● **Consigne**
Reprenez le passage du texte sur La Rinconada situé entre "Lors de la première" et "assure Samuel Vergés." inclus, en changeant "chercheur" en "scientifique".

● **Texte à lire**

Lors de la première expédition en 2018, il a fallu tisser des liens avec la population. "C'est à la fois riche et délicat. Pour beaucoup, ils n'avaient jamais vu de 'gringos', de blancs, donc ils sont plus méfiants, mais les liens qui se nouent sont très forts et la confiance mutuelle se crée petit à petit", précise le chercheur grenoblois. "L'infirmière du centre médical local fait beaucoup pour mettre la population en confiance", assure Samuel Vergés.

Anémie et troubles cognitifs

Les premières études scientifiques et médicales réalisées sur place portaient sur la santé des adultes de La Rinconada. Les résultats sont surprenants : leur sang est épais, visqueux, avec des taux de globules rouges qui dépassent tout ce qui a pu être mesuré sur les populations de haute altitude jusqu'à présent.

Pour autant, s'ils s'adaptent au manque d'oxygène, le cœur et les vaisseaux sanguins "forcent" beaucoup pour faire circuler le sang. Ainsi, 25 % de la population souffre du mal chronique des montagnes. Certains habitants peuvent ainsi développer des affections cardiovasculaires, respiratoires ou encore des troubles cognitifs.

Ces résultats ont poussé l'équipe à s'intéresser aux enfants péruviens vivant en haute altitude, exposés dès la naissance à des conditions extrêmes. "On regarde si les enfants développent les mêmes problèmes de santé à savoir une hypertrophie cardiaque, de l'anémie, des déficiences en fer", explique Samuel Vergés. Or, une anémie critique chez les enfants peut être délétère pour leur développement et leur croissance. Le cerveau est aussi particulièrement sensible au manque d'oxygène.

Les enfants vont à l'école et vont bien mais il y a un certain ralentissement dans les temps de réaction, des problèmes de mémoire visibles, ce que nous-mêmes ressentons en étant à cette altitude.

Samuel Vergés

directeur de recherche de l'INSERM Grenoble-Alpes

600 enfants observés

"C'est encore difficile de préciser l'âge exact mais généralement vers 8 ou 12 ans, les organismes sont déjà très marqués par les effets de l'altitude et des signes d'usure apparaissent", précise Samuel Vergés. L'objectif est donc de comprendre à quel moment les enfants prennent le chemin de pathologies déjà observées chez les adultes et comment aider les enfants.

● **Données à examiner**
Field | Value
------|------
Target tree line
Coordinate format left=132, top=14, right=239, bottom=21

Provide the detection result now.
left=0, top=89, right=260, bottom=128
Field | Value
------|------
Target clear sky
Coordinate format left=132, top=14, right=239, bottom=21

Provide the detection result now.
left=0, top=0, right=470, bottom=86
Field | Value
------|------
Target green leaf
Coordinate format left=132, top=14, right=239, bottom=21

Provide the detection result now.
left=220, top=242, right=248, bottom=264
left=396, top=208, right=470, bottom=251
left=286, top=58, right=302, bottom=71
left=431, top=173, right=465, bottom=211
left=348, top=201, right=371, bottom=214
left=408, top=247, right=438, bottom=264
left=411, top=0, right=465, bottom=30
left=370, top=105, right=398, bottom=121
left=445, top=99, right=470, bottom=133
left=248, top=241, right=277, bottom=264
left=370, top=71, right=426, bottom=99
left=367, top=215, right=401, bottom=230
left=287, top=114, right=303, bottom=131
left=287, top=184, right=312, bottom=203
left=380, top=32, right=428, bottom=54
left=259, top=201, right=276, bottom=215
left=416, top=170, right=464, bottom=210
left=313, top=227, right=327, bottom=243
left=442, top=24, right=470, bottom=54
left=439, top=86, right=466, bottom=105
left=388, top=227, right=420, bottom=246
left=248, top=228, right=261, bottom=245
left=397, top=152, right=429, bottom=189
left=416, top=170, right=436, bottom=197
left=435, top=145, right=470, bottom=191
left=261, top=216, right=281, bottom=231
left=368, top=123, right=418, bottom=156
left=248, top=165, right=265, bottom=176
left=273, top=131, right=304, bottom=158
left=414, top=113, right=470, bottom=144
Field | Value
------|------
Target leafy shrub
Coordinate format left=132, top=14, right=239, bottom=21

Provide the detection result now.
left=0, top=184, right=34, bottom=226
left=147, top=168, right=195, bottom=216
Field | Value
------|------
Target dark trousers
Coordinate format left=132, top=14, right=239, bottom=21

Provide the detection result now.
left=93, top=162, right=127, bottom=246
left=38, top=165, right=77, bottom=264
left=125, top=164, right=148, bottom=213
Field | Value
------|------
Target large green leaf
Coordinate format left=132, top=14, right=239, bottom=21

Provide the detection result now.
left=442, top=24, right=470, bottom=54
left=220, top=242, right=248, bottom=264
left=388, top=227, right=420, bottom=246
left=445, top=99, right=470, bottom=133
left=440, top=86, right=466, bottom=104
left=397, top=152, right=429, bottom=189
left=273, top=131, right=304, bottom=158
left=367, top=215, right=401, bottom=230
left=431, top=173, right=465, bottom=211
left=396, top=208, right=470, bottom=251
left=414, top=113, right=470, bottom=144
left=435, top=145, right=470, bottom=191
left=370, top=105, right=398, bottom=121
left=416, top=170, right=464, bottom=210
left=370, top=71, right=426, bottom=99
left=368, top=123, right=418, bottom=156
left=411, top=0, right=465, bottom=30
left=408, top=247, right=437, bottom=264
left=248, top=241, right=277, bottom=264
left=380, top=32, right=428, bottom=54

● **Réponse attendue**
Lors de la première expédition en 2018, il a fallu tisser des liens avec la population. "C'est à la fois riche et délicat. Pour beaucoup, ils n'avaient jamais vu de 'gringos', de blancs, donc ils sont plus méfiants, mais les liens qui se nouent sont très forts et la confiance mutuelle se crée petit à petit", précise le scientifique grenoblois. "L'infirmière du centre médical local fait beaucoup pour mettre la population en confiance", assure Samuel Vergés.